* Start *

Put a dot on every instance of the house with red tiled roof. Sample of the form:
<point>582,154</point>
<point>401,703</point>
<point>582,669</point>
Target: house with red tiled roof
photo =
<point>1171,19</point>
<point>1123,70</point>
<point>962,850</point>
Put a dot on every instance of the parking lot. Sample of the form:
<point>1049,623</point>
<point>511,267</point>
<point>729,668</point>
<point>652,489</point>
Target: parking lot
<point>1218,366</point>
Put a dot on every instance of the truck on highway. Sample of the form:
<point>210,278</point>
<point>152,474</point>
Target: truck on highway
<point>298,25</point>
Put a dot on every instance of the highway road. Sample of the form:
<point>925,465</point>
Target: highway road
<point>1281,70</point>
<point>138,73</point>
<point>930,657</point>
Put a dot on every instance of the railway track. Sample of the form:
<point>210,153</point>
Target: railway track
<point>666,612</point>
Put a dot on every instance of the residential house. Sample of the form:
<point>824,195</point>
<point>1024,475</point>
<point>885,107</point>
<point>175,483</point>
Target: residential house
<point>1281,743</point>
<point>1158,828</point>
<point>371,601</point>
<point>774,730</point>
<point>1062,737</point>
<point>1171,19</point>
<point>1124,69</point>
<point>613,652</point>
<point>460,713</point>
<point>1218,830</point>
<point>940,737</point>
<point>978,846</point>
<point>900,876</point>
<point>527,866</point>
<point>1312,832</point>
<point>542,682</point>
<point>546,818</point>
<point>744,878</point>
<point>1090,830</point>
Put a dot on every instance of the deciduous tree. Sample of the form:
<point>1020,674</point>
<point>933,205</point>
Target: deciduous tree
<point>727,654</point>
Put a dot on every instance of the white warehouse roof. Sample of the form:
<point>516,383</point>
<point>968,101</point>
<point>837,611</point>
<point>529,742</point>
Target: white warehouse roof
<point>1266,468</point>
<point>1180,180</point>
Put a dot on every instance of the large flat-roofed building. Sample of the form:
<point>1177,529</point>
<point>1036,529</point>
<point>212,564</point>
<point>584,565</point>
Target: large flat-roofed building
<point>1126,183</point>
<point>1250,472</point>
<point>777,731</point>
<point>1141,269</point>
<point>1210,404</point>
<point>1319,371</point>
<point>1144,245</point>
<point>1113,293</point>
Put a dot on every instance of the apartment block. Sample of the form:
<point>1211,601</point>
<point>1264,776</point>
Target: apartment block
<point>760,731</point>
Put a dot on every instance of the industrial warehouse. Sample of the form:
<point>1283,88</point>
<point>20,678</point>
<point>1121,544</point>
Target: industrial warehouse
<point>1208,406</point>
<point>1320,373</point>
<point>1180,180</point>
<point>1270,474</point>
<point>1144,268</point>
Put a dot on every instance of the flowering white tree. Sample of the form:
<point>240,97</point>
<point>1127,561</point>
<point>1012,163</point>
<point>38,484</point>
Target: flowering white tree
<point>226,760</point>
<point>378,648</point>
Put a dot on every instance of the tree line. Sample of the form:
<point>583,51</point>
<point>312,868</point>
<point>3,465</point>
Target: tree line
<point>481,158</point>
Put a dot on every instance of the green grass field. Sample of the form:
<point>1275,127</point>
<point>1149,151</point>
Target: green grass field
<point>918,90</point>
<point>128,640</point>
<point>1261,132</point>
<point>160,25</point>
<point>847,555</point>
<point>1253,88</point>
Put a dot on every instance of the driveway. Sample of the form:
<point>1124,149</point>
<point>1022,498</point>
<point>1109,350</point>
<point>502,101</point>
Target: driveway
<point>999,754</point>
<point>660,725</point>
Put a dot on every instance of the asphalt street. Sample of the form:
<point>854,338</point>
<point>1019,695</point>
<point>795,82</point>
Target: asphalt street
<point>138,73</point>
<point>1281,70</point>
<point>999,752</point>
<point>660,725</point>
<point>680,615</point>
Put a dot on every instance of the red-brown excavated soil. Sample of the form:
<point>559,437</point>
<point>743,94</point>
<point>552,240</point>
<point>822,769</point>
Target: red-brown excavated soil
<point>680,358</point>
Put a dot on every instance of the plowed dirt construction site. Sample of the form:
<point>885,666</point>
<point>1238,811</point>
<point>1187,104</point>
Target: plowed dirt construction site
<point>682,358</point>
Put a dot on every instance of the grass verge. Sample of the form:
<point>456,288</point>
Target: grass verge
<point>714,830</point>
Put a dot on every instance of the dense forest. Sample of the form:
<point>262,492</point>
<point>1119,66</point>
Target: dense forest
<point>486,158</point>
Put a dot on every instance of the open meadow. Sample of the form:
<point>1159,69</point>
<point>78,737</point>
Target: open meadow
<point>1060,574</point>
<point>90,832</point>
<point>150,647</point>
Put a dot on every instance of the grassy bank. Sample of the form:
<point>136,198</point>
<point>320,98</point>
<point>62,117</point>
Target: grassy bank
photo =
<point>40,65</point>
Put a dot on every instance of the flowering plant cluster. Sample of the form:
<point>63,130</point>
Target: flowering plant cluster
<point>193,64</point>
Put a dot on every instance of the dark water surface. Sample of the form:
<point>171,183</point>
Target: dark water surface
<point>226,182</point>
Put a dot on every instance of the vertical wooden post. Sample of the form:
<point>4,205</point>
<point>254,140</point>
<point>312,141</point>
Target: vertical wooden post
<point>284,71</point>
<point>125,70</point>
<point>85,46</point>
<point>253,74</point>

* End *

WHAT IS BEING ASKED — Retype the entries above word for word, starting at the first line and ending with the line that contains "<point>1218,366</point>".

EXERCISE RESPONSE —
Put a dot on every instance of the house with red tiled roof. Sample of the form:
<point>582,154</point>
<point>401,703</point>
<point>582,669</point>
Target: house with red tiled roof
photo =
<point>1171,19</point>
<point>1123,70</point>
<point>962,850</point>
Put a dot on every instance of the parking lot. Sample of the form:
<point>1049,623</point>
<point>511,267</point>
<point>729,668</point>
<point>652,489</point>
Target: parking lot
<point>1218,366</point>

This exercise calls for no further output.